-- What you are asked to do --
Put the records below, from the line containing "gray background -> box" through the line containing "0,239 -> 54,402", into a Markdown table with the columns Row and Line. Skip any blank lines.

-- Records for this exercise --
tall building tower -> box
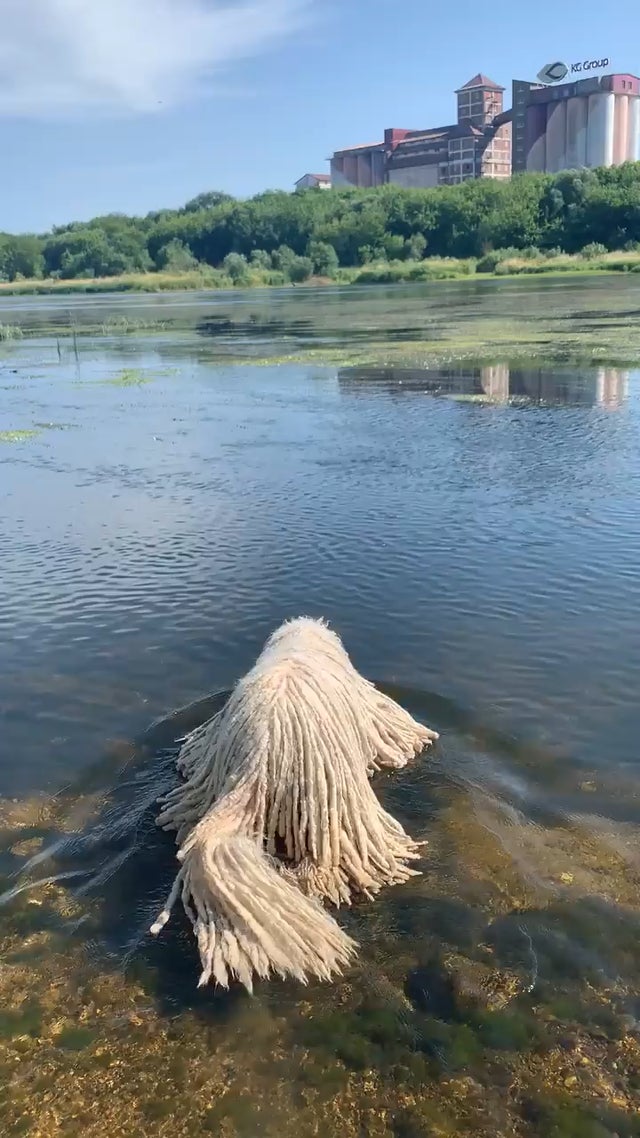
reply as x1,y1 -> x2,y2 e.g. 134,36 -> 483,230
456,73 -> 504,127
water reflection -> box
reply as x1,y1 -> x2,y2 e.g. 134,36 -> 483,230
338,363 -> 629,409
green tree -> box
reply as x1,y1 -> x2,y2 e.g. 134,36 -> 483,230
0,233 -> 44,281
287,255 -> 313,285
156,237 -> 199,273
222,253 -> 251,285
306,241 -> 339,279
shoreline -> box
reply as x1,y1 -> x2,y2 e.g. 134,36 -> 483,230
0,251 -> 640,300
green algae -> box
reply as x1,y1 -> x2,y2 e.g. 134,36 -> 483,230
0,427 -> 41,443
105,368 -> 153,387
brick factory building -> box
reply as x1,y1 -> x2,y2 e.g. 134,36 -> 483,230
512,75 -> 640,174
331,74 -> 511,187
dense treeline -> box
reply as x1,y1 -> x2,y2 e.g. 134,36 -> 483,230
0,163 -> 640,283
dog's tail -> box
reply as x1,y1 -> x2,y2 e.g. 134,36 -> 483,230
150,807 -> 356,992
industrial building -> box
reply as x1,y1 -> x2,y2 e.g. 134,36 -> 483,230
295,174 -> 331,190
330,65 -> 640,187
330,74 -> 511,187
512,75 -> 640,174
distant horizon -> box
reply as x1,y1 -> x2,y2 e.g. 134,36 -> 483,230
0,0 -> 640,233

==

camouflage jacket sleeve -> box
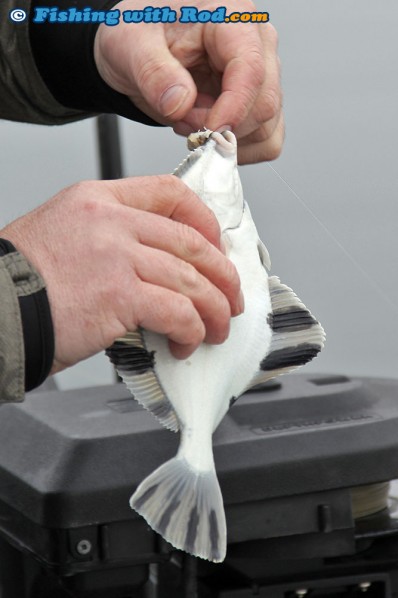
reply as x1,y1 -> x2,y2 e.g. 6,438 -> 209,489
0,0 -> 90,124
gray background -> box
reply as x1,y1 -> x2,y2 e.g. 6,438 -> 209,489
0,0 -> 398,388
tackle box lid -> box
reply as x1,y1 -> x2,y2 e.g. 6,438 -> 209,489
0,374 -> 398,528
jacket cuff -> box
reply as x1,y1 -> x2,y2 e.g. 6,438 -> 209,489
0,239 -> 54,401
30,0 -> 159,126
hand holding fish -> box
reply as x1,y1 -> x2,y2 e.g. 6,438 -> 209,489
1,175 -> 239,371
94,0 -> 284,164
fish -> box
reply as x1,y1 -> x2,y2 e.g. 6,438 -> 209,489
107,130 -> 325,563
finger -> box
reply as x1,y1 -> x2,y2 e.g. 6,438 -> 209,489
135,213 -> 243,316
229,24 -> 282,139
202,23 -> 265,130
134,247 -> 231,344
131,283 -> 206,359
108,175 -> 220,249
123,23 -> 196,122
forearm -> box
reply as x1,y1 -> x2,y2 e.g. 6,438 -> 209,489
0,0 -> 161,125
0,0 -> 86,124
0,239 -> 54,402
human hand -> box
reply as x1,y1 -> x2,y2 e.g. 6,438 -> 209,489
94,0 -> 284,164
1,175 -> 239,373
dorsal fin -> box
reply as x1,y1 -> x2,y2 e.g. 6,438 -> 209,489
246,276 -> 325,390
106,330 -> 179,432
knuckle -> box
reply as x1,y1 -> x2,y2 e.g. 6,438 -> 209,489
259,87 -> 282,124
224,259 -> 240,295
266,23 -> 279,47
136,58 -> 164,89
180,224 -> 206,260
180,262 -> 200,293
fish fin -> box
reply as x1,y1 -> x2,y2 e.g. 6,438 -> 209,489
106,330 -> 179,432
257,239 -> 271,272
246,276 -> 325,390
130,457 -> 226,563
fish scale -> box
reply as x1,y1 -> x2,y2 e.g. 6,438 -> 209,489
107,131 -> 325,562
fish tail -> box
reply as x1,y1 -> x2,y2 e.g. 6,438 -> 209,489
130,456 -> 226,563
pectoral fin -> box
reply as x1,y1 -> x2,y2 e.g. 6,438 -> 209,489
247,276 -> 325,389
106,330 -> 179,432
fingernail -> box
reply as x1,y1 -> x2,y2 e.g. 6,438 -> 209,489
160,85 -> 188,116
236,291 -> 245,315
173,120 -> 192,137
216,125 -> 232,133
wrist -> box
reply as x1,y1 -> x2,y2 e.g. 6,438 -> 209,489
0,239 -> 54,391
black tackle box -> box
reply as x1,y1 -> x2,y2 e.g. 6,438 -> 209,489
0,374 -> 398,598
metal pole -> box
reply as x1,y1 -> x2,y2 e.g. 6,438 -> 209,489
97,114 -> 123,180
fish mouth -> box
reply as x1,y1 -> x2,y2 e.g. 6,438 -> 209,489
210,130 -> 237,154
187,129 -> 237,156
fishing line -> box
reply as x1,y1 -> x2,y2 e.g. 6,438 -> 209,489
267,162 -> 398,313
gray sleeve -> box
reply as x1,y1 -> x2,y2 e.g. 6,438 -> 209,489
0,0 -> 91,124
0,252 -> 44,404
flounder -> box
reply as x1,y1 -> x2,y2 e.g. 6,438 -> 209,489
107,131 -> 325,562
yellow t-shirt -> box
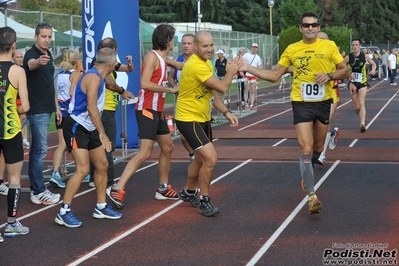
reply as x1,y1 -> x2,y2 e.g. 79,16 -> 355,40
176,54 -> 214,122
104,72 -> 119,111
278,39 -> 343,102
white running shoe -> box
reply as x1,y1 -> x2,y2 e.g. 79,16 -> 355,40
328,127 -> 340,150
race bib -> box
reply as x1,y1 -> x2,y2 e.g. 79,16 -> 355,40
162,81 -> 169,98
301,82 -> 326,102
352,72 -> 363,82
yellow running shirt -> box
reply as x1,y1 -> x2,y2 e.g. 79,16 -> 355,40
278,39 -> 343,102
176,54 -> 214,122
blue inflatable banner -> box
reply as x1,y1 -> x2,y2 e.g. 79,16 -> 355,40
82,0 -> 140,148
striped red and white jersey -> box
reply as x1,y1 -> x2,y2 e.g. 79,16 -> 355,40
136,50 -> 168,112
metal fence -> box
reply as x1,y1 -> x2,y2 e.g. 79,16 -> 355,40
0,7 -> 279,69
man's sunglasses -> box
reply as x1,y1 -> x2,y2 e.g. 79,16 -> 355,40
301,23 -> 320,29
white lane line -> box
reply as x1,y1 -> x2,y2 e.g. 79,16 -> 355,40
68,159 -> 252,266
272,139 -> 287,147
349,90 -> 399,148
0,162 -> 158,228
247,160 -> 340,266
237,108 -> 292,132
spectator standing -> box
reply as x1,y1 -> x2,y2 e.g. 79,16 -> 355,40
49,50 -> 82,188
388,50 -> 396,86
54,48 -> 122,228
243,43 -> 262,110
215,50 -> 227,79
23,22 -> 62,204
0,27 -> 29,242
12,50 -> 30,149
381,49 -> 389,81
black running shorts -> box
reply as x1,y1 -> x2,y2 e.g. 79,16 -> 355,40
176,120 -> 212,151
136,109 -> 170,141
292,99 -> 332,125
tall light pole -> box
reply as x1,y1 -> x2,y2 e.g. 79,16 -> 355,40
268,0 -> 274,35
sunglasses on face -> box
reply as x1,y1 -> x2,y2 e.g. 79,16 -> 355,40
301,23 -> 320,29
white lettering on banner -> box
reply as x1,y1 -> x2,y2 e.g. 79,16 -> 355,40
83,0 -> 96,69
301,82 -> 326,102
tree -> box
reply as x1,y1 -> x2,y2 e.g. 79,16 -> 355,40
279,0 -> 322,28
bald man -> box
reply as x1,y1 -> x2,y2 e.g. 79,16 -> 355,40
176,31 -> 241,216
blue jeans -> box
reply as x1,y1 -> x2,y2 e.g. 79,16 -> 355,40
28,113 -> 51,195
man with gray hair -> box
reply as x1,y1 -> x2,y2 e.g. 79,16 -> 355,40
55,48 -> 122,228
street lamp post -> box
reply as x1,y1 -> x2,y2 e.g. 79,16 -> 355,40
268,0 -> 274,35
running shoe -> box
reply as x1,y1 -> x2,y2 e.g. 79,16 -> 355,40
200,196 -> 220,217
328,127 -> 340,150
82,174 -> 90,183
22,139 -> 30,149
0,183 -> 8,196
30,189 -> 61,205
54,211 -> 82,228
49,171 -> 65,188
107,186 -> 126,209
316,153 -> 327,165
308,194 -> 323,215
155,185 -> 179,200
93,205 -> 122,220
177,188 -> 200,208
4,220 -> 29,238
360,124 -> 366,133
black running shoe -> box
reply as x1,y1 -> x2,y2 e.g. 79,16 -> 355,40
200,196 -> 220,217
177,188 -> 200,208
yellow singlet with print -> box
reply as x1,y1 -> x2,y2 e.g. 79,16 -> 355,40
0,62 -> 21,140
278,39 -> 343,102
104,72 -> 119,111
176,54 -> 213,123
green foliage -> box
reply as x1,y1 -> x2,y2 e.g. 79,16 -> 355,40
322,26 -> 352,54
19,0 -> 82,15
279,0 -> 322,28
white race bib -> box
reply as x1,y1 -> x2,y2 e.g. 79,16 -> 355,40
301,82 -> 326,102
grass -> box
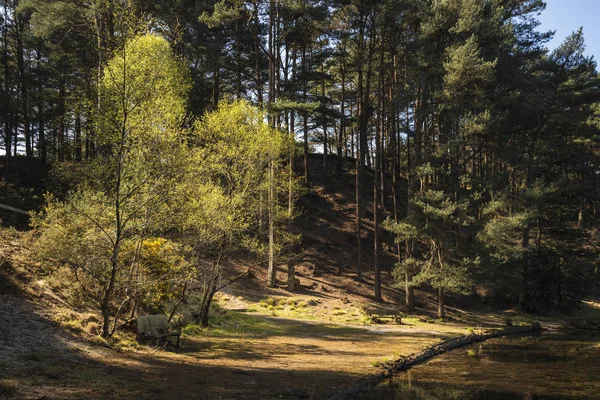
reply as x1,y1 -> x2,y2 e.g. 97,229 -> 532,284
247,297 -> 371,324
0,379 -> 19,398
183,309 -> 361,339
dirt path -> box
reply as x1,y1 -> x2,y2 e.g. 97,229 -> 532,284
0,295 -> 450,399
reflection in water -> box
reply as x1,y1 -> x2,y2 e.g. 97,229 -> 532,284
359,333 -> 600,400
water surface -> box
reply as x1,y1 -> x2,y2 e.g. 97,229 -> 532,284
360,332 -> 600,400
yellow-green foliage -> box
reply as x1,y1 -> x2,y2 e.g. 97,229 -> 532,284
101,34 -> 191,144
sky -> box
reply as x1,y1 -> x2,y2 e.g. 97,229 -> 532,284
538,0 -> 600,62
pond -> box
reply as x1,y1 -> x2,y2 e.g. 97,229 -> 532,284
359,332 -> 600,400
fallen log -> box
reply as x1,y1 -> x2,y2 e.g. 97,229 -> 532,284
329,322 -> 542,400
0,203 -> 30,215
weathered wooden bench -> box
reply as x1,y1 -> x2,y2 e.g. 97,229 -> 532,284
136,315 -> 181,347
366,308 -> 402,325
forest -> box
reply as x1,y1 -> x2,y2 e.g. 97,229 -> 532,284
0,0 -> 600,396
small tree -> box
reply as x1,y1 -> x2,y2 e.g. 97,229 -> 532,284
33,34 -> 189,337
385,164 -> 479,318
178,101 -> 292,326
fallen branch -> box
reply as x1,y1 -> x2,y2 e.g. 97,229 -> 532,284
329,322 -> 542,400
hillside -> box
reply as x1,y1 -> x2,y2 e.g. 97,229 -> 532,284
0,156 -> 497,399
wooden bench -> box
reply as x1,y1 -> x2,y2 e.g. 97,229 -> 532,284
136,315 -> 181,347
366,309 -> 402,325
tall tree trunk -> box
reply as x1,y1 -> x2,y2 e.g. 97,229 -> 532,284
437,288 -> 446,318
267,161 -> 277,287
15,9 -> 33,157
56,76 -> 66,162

-- Result below --
| Row | Line |
|---|---|
| 1 | gray background -> box |
| 2 | reply as x1,y1 -> x2,y2 e.g. 6,438 -> 209,489 |
| 3 | 0,0 -> 398,388 |
| 4 | tackle box lid -> box |
| 5 | reply as x1,y1 -> x2,y2 e.g. 6,438 -> 209,489 |
| 6 | 0,374 -> 398,528 |
| 7 | jacket cuff -> box |
| 8 | reply as x1,y1 -> x2,y2 e.g. 6,438 -> 209,489 |
| 9 | 0,239 -> 54,401 |
| 10 | 30,0 -> 159,126 |
| 11 | hand holding fish -> box |
| 12 | reply as x1,y1 -> x2,y2 e.g. 6,438 -> 209,489 |
| 13 | 1,175 -> 239,371 |
| 14 | 94,0 -> 284,164 |
| 15 | fish -> box |
| 16 | reply as x1,y1 -> x2,y2 e.g. 6,438 -> 209,489 |
| 17 | 107,130 -> 325,563 |
| 18 | finger -> box |
| 19 | reply as x1,y1 -> x2,y2 e.g. 6,438 -> 209,489 |
| 20 | 135,213 -> 243,316 |
| 21 | 229,24 -> 282,139 |
| 22 | 202,23 -> 265,130 |
| 23 | 134,247 -> 231,344 |
| 24 | 131,283 -> 206,359 |
| 25 | 108,175 -> 220,249 |
| 26 | 123,23 -> 196,122 |
| 27 | forearm -> box |
| 28 | reply as x1,y1 -> x2,y2 e.g. 6,438 -> 209,489 |
| 29 | 0,0 -> 161,125 |
| 30 | 0,0 -> 86,124 |
| 31 | 0,239 -> 54,402 |